## Entries from a point labeling set
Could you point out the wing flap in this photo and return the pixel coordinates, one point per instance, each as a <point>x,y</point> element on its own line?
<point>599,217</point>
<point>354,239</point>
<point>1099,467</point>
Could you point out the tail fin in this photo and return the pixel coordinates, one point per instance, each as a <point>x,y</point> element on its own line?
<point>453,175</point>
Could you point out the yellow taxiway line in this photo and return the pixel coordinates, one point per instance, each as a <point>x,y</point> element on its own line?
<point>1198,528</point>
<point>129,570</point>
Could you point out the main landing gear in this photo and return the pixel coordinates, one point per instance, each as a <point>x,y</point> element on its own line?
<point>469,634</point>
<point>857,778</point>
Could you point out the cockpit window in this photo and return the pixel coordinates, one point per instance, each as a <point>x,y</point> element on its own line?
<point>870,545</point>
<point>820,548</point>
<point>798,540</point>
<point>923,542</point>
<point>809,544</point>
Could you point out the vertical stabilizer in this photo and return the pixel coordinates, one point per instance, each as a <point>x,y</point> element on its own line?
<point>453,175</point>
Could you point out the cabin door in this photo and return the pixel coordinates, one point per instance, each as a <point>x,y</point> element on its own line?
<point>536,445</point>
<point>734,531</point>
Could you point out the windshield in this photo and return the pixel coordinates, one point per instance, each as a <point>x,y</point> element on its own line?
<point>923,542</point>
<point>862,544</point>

## PROBLEM TO SOLVE
Reproduce all of the entries above line by line, without changing a single character.

## SOLUTION TO THIS PROBLEM
Could you point out the wing flap in this photo and return the pixel coordinates, one point per instance, each as a <point>x,y</point> element on its own line?
<point>599,217</point>
<point>354,239</point>
<point>1099,467</point>
Could you point out the tail fin in this photo and return the pixel coordinates, one point per instance, each as a <point>x,y</point> element on its own line?
<point>453,175</point>
Could you point out the yellow taxiway line in this photo and return the pixel coordinates, one point per instance, each as a <point>x,y</point> element on its own line?
<point>1198,528</point>
<point>129,570</point>
Could you point out the main landing gear in this photo and return the pixel coordinates, one point per instance, each as a <point>x,y</point> element on its own line?
<point>469,634</point>
<point>857,778</point>
Could you point out the cockpit window in this photo and return the pixel coordinates, one point per instance, each as a <point>x,y</point> element on its own line?
<point>870,545</point>
<point>820,548</point>
<point>798,540</point>
<point>923,542</point>
<point>809,544</point>
Could you point out the vertical stabilizer in this photo and return the pixel coordinates, one point per instance, each as a <point>x,y</point> element on its own line?
<point>453,175</point>
Could you point out the cabin door in this photo and return the pixel coordinates, one point per instance, each as a <point>x,y</point> element on its own line?
<point>536,445</point>
<point>734,531</point>
Could you point out the windshield in this photo and return the pixel coordinates, one point per instance, each as a <point>x,y</point> element on its own line?
<point>923,542</point>
<point>862,544</point>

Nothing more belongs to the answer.